>> begin INPUT MATERIAL

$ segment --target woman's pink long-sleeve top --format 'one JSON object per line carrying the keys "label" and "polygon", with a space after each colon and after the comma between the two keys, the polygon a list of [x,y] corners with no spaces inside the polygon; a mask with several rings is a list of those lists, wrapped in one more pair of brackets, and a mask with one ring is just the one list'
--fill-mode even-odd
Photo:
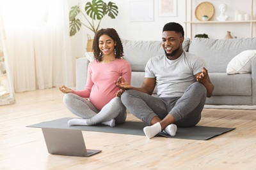
{"label": "woman's pink long-sleeve top", "polygon": [[119,90],[114,81],[123,76],[131,83],[131,68],[124,59],[116,59],[102,64],[93,60],[89,63],[87,82],[84,89],[72,90],[72,93],[84,98],[89,98],[99,110],[108,103]]}

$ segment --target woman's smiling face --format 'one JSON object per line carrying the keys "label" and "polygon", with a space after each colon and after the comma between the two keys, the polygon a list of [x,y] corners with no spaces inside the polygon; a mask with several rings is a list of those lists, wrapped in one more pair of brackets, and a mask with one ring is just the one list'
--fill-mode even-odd
{"label": "woman's smiling face", "polygon": [[99,39],[99,48],[104,55],[114,54],[115,46],[116,43],[108,35],[103,34]]}

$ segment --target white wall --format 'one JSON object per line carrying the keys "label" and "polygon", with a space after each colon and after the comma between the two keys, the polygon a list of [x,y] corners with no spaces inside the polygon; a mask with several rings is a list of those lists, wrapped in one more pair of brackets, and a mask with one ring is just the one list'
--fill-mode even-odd
{"label": "white wall", "polygon": [[[154,20],[150,22],[131,22],[130,21],[130,3],[135,0],[111,0],[104,1],[105,2],[111,1],[115,3],[118,6],[118,15],[116,19],[111,19],[108,17],[105,17],[103,18],[100,24],[100,28],[113,27],[115,28],[122,38],[131,39],[131,40],[161,40],[162,29],[163,25],[170,22],[176,22],[180,24],[185,29],[186,20],[186,10],[185,4],[186,0],[177,1],[177,15],[176,17],[160,17],[158,16],[158,2],[159,0],[152,0],[154,1]],[[138,0],[139,1],[139,0]],[[140,0],[145,1],[145,0]],[[80,4],[84,4],[89,1],[72,1],[72,4],[76,4],[78,2]],[[193,0],[193,18],[196,20],[195,17],[195,9],[200,3],[205,1],[204,0]],[[253,8],[255,9],[255,2],[253,0]],[[77,2],[77,3],[76,3]],[[190,1],[188,0],[188,12],[190,10]],[[218,6],[221,3],[225,3],[228,5],[228,9],[226,11],[230,17],[230,20],[234,20],[234,11],[236,10],[250,13],[251,10],[251,0],[244,1],[234,1],[234,0],[214,0],[211,3],[213,4],[215,11],[211,20],[217,20],[216,17],[220,15]],[[145,11],[143,6],[141,7],[142,11]],[[84,6],[83,7],[84,8]],[[254,13],[254,16],[255,16]],[[190,17],[188,16],[188,18]],[[255,20],[255,17],[253,17]],[[255,36],[256,29],[255,25],[254,26],[253,36]],[[250,37],[250,24],[196,24],[193,26],[193,35],[195,36],[196,34],[207,34],[210,38],[224,38],[227,31],[230,31],[231,34],[237,38],[243,37]],[[187,37],[190,38],[190,27],[188,27],[188,32]],[[84,56],[84,53],[86,52],[87,34],[90,34],[92,38],[94,34],[91,31],[85,27],[83,27],[82,31],[79,34],[71,38],[72,43],[72,53],[76,57]]]}

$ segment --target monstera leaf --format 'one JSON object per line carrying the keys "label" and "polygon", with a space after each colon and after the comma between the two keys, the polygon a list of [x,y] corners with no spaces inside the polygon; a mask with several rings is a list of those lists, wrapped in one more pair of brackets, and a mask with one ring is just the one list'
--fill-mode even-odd
{"label": "monstera leaf", "polygon": [[[69,27],[70,36],[74,36],[77,32],[81,27],[84,25],[93,32],[98,31],[101,20],[108,15],[111,18],[115,19],[118,14],[118,8],[112,3],[109,2],[108,4],[102,0],[92,0],[92,3],[88,2],[84,7],[86,14],[80,10],[79,4],[72,6],[69,11]],[[79,14],[81,13],[89,25],[86,25],[81,20],[77,18]],[[92,21],[86,17],[89,17]],[[95,25],[95,22],[97,21],[97,24]]]}

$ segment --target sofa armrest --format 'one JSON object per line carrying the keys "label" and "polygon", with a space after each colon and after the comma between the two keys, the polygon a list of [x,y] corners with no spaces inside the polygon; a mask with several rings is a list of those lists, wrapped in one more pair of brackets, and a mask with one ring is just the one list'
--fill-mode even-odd
{"label": "sofa armrest", "polygon": [[81,57],[76,60],[76,90],[84,89],[87,80],[87,72],[89,60],[86,57]]}
{"label": "sofa armrest", "polygon": [[252,105],[256,105],[256,59],[252,61]]}

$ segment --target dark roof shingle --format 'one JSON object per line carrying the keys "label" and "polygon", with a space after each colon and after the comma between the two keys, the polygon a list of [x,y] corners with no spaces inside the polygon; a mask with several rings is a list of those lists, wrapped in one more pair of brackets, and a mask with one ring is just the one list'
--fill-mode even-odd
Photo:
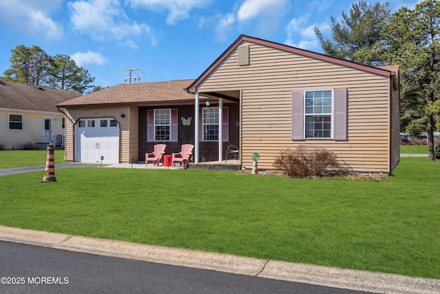
{"label": "dark roof shingle", "polygon": [[188,101],[194,95],[185,88],[194,81],[175,80],[164,82],[120,84],[60,103],[60,107],[117,104],[142,104],[165,101]]}

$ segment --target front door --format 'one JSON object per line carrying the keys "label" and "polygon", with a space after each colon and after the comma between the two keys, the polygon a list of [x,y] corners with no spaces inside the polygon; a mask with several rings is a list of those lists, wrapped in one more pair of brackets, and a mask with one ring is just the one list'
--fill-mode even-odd
{"label": "front door", "polygon": [[44,143],[50,142],[52,138],[52,118],[44,118]]}

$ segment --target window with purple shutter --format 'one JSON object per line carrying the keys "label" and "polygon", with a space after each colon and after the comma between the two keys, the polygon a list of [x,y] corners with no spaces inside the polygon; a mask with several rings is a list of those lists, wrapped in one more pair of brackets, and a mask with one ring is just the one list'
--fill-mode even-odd
{"label": "window with purple shutter", "polygon": [[147,142],[177,142],[179,140],[178,132],[177,109],[147,110]]}
{"label": "window with purple shutter", "polygon": [[304,97],[302,91],[292,92],[292,139],[302,140],[304,120]]}
{"label": "window with purple shutter", "polygon": [[333,132],[335,140],[347,139],[347,91],[346,88],[335,89]]}
{"label": "window with purple shutter", "polygon": [[346,112],[345,88],[292,91],[292,139],[346,140]]}

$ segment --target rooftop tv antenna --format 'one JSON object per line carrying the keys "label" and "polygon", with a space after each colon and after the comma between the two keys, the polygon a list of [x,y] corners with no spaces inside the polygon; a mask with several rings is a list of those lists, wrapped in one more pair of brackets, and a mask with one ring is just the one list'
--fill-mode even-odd
{"label": "rooftop tv antenna", "polygon": [[[122,72],[128,72],[129,73],[129,76],[126,77],[126,78],[122,78],[122,79],[124,80],[124,81],[125,81],[126,83],[126,81],[129,81],[129,83],[131,83],[131,80],[134,80],[135,82],[136,81],[136,80],[138,81],[140,81],[140,78],[139,76],[131,76],[131,72],[135,72],[137,70],[140,70],[139,68],[129,68],[128,70],[122,70]],[[140,70],[142,72],[142,70]]]}

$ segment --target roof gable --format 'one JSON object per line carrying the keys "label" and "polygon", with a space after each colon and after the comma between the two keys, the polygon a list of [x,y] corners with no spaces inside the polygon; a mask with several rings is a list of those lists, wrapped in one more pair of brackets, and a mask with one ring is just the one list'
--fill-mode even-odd
{"label": "roof gable", "polygon": [[74,91],[0,79],[0,108],[56,112],[57,104],[79,96]]}
{"label": "roof gable", "polygon": [[[327,55],[324,55],[320,53],[316,53],[311,51],[308,51],[303,49],[296,48],[295,47],[289,46],[278,43],[272,42],[270,41],[263,40],[258,38],[255,38],[244,34],[240,35],[239,38],[234,41],[228,48],[225,50],[221,55],[220,55],[216,60],[205,70],[200,76],[199,76],[187,89],[188,93],[195,93],[197,86],[203,82],[209,75],[215,70],[215,69],[226,59],[228,56],[243,42],[250,42],[256,44],[259,44],[263,46],[267,46],[280,50],[286,51],[288,52],[294,53],[305,56],[308,56],[315,59],[327,61],[340,65],[346,66],[348,67],[355,68],[360,70],[363,70],[368,72],[371,72],[375,74],[379,74],[384,76],[391,76],[394,75],[394,72],[390,70],[390,68],[383,69],[373,66],[364,65],[360,63],[356,63],[352,61],[346,61],[344,59],[338,59],[336,57],[332,57]],[[394,67],[393,67],[394,68]]]}
{"label": "roof gable", "polygon": [[187,93],[184,89],[193,81],[194,79],[190,79],[119,84],[60,103],[58,106],[69,107],[192,101],[194,96]]}

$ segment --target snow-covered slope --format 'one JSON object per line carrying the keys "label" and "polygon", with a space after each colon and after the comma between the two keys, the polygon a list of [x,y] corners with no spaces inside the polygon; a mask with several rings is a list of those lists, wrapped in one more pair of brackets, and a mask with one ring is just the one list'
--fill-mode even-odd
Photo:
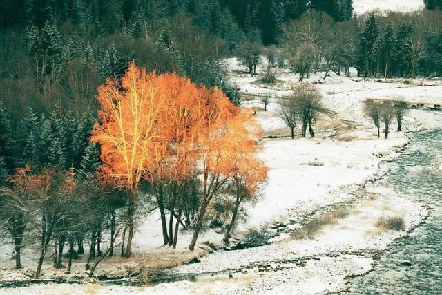
{"label": "snow-covered slope", "polygon": [[423,0],[353,0],[354,12],[361,15],[374,10],[412,11],[423,6]]}

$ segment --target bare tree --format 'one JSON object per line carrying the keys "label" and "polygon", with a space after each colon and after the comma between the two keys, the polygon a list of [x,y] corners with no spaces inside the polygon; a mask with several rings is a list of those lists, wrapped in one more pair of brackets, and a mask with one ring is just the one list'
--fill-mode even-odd
{"label": "bare tree", "polygon": [[408,104],[402,99],[393,102],[393,109],[398,123],[398,131],[402,131],[402,121],[403,116],[407,113],[407,108]]}
{"label": "bare tree", "polygon": [[286,99],[281,99],[278,109],[279,117],[282,119],[287,127],[291,131],[291,139],[295,137],[294,129],[298,122],[298,108],[296,108],[296,100],[294,96]]}
{"label": "bare tree", "polygon": [[244,66],[249,69],[251,77],[256,75],[256,67],[261,61],[262,49],[258,43],[244,43],[240,46],[238,51],[238,59]]}
{"label": "bare tree", "polygon": [[261,98],[261,102],[264,104],[264,111],[267,111],[267,104],[269,104],[269,102],[270,102],[269,97],[263,96],[262,98]]}
{"label": "bare tree", "polygon": [[390,102],[385,101],[381,105],[381,120],[384,123],[385,128],[385,139],[388,138],[390,133],[390,125],[394,118],[394,110]]}
{"label": "bare tree", "polygon": [[406,58],[412,66],[412,79],[416,79],[416,69],[425,57],[427,46],[423,39],[414,37],[405,41],[405,50]]}
{"label": "bare tree", "polygon": [[308,126],[310,136],[314,137],[313,126],[319,115],[332,115],[333,112],[323,106],[320,91],[313,84],[300,83],[293,90],[297,112],[302,122],[302,137],[306,137]]}
{"label": "bare tree", "polygon": [[381,105],[372,99],[364,102],[364,112],[373,121],[378,129],[378,138],[381,137]]}

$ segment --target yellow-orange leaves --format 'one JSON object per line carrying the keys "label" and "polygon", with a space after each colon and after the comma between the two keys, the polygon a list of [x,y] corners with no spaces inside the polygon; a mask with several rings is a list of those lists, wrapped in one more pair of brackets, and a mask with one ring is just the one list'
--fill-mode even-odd
{"label": "yellow-orange leaves", "polygon": [[100,123],[91,140],[102,145],[104,174],[131,189],[150,182],[185,179],[197,167],[229,177],[258,132],[253,117],[218,88],[176,74],[156,75],[131,64],[120,84],[100,87]]}
{"label": "yellow-orange leaves", "polygon": [[102,146],[104,172],[117,182],[136,189],[149,166],[158,142],[163,97],[155,73],[134,64],[122,79],[108,79],[99,89],[100,123],[91,140]]}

>> end INPUT MATERIAL

Your task is to write out the lines from the one with "segment --target yellow-orange" through the end of the records, exactly and with nothing added.

ANSWER TO THIS EXERCISE –
$ segment --target yellow-orange leaves --format 'one JSON object per line carrying the keys "label" and "polygon", with a space after each colon and after the comma between the two keys, the polygon a list of [x,y] corners with no spaces inside the polygon; a mask with several rings is a list of those lists, wrapped in one more pair of brackets, and a mask with one ring is just the one list'
--fill-mode even-odd
{"label": "yellow-orange leaves", "polygon": [[100,123],[91,140],[102,145],[104,174],[131,189],[150,182],[185,179],[197,167],[229,177],[258,132],[253,117],[218,88],[176,74],[156,75],[131,64],[120,84],[100,87]]}
{"label": "yellow-orange leaves", "polygon": [[102,146],[104,172],[117,182],[136,189],[149,166],[158,142],[163,97],[155,73],[134,64],[122,79],[108,79],[99,89],[100,123],[91,140]]}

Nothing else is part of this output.